# Text passage
((
Warning for Windows XP users: The end is near.
No, that doesn’t mean computers using the 12-year-old operating system will suddenly crash and spread calamity throughout the Internet.
But considering Windows XP is still running nearly 30 percent of all desktops, computer security experts worry that millions of Internet-connected computers will be vulnerable to hackers because Microsoft Corp. will stop issuing updates after April 8.
“I’ve been in security responses for 15 years, and we’ve never faced anything like this,” said Christopher Budd, who as a member of the Microsoft Security Response Center worked on patching Windows XP vulnerabilities when it was first released in late 2001.
“It is my hope that everything will be OK, and I’m not rattled easily, but I am truly concerned,” said Budd, now a global-threat communications manager for antivirus software maker Trend Micro.
Starting Saturday at 3 p.m. local time around the world, Windows XP home and professional users will see a daily message reading, “Windows XP End of Support is on April 8th, 2014” and a link to Microsoft’s end of XP website.
No more updates
Those computers will still run after April 8, but Microsoft will no longer send software updates to patch any new security flaws or provide customer support. The end-of-support site advises upgrading to a more secure version of Windows.
“Our goal is to get people to move from XP to a modern operating system,” said Tom Murphy, Windows communications director for Microsoft.
))
# Questions on the material
a) From the article on the end of Windows XP support, copy the passage from "No more updates" up to and including "director for Microsoft.".
b) According to the article on the end of Windows XP support, what share of all desktops is Windows XP still running?
c) List every company or organization named in the article on the end of Windows XP support.

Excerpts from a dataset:
((
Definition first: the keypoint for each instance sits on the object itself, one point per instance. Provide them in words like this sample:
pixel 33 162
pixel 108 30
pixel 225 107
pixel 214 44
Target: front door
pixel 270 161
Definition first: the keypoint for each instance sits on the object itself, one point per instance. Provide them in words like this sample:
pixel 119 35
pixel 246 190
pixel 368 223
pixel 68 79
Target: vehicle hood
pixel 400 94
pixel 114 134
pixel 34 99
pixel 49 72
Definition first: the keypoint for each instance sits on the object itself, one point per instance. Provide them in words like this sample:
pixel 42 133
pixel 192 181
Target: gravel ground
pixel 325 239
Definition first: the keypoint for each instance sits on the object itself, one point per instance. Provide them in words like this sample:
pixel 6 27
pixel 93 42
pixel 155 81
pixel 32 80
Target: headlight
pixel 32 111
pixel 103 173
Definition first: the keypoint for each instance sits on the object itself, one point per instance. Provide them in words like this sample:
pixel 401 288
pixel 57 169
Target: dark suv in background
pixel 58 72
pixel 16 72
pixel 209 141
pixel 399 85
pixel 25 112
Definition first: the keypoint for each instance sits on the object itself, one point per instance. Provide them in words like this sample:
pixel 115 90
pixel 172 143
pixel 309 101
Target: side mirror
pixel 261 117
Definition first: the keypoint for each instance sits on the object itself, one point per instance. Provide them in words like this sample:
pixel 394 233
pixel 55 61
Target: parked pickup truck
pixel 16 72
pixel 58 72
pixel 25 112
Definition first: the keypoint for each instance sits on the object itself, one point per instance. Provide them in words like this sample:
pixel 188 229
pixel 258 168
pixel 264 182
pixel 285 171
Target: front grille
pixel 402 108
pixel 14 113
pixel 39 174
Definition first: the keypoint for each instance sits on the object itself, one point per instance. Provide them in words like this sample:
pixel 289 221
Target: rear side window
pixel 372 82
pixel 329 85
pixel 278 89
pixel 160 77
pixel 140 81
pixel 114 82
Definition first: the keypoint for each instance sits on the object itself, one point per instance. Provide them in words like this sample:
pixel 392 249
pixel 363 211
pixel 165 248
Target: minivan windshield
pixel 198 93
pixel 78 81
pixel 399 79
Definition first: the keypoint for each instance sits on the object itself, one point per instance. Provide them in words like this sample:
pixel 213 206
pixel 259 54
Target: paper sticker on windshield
))
# Outputs for the tasks
a)
No more updates
Those computers will still run after April 8, but Microsoft will no longer send software updates to patch any new security flaws or provide customer support. The end-of-support site advises upgrading to a more secure version of Windows.
“Our goal is to get people to move from XP to a modern operating system,” said Tom Murphy, Windows communications director for Microsoft.

b) Nearly 30 percent

c) Microsoft Corp., the Microsoft Security Response Center, Trend Micro